• _WHAT YOU NEED TO DO_: Go over the listing below line by line, and return each one holding the string "gets".

• • • • • • •

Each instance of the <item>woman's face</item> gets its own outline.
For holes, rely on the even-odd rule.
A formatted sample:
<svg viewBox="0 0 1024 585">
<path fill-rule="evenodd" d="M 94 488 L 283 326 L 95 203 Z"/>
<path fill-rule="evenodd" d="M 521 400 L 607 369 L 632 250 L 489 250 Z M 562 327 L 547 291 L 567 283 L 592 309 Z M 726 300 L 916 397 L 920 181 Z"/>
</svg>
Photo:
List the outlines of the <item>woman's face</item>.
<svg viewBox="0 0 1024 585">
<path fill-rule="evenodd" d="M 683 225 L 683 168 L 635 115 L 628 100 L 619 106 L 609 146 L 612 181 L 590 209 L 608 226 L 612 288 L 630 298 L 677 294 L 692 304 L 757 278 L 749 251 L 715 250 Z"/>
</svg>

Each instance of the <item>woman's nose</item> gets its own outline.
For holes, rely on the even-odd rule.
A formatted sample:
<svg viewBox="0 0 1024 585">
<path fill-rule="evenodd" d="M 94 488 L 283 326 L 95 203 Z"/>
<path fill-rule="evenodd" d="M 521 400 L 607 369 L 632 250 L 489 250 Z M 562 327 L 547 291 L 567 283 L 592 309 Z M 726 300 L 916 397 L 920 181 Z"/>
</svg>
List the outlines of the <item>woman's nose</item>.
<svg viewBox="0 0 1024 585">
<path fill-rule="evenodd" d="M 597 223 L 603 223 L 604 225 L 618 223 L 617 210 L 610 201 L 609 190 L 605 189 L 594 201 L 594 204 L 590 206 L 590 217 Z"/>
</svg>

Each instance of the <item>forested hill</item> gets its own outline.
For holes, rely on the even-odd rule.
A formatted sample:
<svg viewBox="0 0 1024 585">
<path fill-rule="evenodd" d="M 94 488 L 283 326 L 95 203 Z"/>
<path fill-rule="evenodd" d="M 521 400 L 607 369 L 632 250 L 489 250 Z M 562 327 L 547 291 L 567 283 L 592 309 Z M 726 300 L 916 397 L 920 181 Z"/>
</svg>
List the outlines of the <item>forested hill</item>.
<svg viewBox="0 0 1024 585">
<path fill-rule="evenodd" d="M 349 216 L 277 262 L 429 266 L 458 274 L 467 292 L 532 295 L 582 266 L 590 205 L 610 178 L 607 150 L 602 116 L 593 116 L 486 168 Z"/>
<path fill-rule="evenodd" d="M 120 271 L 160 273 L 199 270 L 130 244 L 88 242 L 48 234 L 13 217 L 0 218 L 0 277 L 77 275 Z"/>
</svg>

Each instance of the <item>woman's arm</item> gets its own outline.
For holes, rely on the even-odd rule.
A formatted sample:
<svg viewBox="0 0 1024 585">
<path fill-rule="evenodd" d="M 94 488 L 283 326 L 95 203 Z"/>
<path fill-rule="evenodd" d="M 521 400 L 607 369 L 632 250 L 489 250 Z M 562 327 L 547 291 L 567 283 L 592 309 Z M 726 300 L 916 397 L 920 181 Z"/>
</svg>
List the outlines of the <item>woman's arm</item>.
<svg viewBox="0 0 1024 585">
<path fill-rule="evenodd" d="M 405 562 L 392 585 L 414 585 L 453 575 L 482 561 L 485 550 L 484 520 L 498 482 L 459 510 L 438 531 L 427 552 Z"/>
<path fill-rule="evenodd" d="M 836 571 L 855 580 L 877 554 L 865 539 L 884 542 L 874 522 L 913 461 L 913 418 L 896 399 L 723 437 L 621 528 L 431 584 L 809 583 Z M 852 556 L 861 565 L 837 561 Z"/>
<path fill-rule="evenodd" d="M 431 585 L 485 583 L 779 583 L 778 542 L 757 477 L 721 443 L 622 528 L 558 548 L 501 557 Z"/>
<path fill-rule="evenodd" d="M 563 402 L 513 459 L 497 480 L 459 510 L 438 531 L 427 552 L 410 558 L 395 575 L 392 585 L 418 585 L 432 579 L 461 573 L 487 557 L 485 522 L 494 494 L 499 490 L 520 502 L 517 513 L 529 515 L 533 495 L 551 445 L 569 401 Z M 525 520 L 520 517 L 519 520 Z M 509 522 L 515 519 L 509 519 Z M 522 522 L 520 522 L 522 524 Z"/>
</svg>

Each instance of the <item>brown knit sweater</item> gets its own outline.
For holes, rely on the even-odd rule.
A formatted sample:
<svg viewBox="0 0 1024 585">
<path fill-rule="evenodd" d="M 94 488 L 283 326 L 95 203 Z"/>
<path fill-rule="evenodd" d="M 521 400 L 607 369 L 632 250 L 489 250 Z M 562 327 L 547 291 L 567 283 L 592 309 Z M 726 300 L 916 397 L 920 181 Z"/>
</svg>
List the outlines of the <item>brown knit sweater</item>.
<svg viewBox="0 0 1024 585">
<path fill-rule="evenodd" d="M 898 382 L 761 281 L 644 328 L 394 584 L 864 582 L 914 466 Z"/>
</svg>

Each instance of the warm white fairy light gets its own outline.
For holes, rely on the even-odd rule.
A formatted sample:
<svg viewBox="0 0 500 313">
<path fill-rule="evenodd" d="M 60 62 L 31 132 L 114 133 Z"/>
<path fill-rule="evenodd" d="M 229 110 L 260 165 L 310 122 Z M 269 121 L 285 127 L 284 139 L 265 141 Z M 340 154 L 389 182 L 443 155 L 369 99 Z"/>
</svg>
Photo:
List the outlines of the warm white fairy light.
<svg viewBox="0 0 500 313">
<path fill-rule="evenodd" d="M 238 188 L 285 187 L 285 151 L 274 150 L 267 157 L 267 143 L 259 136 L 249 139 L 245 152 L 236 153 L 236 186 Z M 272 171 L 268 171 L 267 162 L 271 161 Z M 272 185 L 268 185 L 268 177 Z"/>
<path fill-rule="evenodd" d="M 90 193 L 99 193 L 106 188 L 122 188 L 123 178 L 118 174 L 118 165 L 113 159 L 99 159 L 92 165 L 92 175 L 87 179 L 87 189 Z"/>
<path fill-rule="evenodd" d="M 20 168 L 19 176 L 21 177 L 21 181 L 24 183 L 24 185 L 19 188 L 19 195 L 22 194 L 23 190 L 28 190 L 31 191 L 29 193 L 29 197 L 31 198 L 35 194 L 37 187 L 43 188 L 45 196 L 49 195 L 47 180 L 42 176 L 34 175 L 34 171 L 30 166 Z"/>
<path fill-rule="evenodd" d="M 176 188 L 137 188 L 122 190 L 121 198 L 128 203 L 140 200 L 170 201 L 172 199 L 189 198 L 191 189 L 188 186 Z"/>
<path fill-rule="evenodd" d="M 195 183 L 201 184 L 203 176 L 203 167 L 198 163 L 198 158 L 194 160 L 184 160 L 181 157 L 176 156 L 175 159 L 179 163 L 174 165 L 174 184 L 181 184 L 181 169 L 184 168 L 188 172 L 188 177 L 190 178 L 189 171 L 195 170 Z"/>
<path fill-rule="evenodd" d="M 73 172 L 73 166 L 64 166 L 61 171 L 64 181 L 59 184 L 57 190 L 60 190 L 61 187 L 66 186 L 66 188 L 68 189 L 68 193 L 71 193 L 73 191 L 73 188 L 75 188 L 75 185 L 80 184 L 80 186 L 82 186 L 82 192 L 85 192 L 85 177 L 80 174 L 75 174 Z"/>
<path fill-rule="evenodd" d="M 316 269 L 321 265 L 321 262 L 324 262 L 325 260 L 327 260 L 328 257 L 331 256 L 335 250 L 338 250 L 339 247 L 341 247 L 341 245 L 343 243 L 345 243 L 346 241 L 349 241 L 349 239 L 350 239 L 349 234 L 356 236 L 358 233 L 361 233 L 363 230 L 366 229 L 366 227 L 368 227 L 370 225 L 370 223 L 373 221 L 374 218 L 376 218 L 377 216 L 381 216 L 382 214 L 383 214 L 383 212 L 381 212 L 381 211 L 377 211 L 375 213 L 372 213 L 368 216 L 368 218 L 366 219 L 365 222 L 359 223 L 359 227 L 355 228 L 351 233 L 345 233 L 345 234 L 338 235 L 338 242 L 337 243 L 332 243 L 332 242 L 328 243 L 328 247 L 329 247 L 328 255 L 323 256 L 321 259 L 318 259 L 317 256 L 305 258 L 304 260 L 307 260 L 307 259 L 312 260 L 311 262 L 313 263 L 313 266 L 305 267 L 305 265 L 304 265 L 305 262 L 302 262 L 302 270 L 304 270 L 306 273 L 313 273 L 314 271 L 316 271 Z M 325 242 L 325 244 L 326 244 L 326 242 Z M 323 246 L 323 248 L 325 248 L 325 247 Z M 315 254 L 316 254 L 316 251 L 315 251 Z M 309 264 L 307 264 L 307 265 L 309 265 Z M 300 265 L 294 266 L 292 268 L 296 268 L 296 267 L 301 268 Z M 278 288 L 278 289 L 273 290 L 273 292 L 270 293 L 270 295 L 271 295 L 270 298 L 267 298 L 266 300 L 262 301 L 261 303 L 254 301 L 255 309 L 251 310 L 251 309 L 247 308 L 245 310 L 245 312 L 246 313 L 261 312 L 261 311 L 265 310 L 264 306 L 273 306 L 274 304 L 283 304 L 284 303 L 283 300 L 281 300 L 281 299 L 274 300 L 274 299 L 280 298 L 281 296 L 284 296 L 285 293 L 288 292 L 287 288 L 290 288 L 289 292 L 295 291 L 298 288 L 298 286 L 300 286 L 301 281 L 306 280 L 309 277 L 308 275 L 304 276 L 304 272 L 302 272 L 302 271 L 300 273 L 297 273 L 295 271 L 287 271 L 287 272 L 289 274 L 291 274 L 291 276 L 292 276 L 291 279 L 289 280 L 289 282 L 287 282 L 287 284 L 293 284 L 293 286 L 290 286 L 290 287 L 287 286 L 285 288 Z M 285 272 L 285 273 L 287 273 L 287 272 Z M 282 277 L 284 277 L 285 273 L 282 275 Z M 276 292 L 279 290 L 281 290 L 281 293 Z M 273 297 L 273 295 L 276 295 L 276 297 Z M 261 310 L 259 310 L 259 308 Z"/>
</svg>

• • • • • • •

• _PROBLEM SOLUTION_:
Each instance of the <item>woman's face</item> gets its own outline.
Each instance of the <item>woman's nose</item> gets its own outline.
Each instance of the <item>forested hill</item> gets its own outline.
Each instance of the <item>woman's arm</item> gets its own outline.
Each instance of the <item>brown knit sweater</item> gets its own outline.
Each instance of the warm white fairy light gets its own outline.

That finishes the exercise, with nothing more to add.